ACTIVITY -
Nothing but the pictures may be dropped; the rest of the listing is to be written out exactly.

GIVEN ENTRIES -

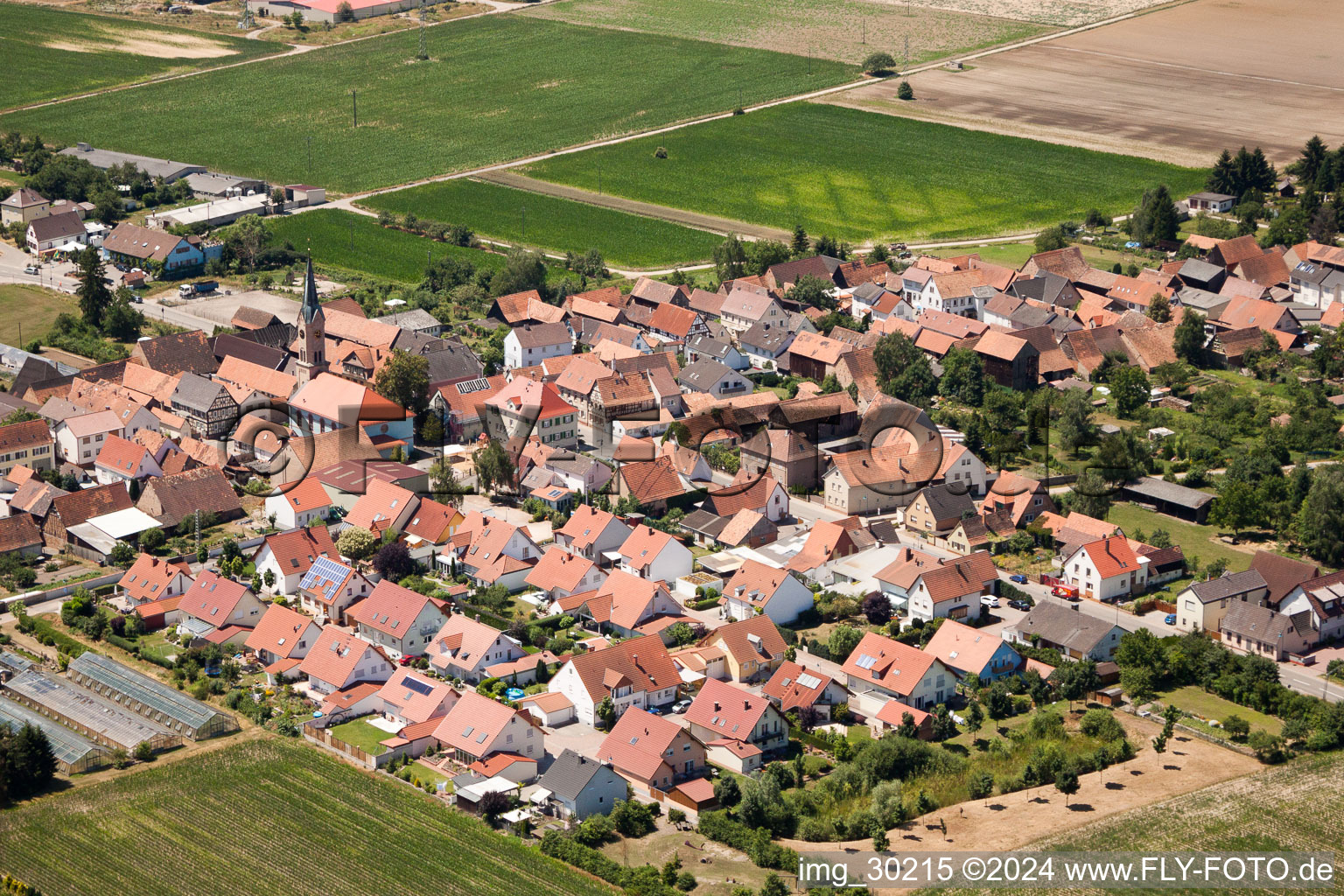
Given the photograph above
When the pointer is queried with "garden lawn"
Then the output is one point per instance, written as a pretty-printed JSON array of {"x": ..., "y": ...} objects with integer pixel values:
[
  {"x": 1210, "y": 705},
  {"x": 494, "y": 89},
  {"x": 363, "y": 735},
  {"x": 858, "y": 175},
  {"x": 358, "y": 243},
  {"x": 30, "y": 309},
  {"x": 266, "y": 817},
  {"x": 551, "y": 223},
  {"x": 1195, "y": 540},
  {"x": 845, "y": 30},
  {"x": 54, "y": 52}
]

RESULT OF THE TASK -
Given the photograph above
When the pointer is queried with "garden lawn"
Then the output is one point per instance, written as a pretty-printed JSON array of {"x": ..., "y": ...} objects with integer pixel values:
[
  {"x": 1210, "y": 705},
  {"x": 494, "y": 89},
  {"x": 363, "y": 735},
  {"x": 858, "y": 175},
  {"x": 358, "y": 243},
  {"x": 30, "y": 309},
  {"x": 266, "y": 817},
  {"x": 551, "y": 223},
  {"x": 1195, "y": 540},
  {"x": 845, "y": 30},
  {"x": 54, "y": 52}
]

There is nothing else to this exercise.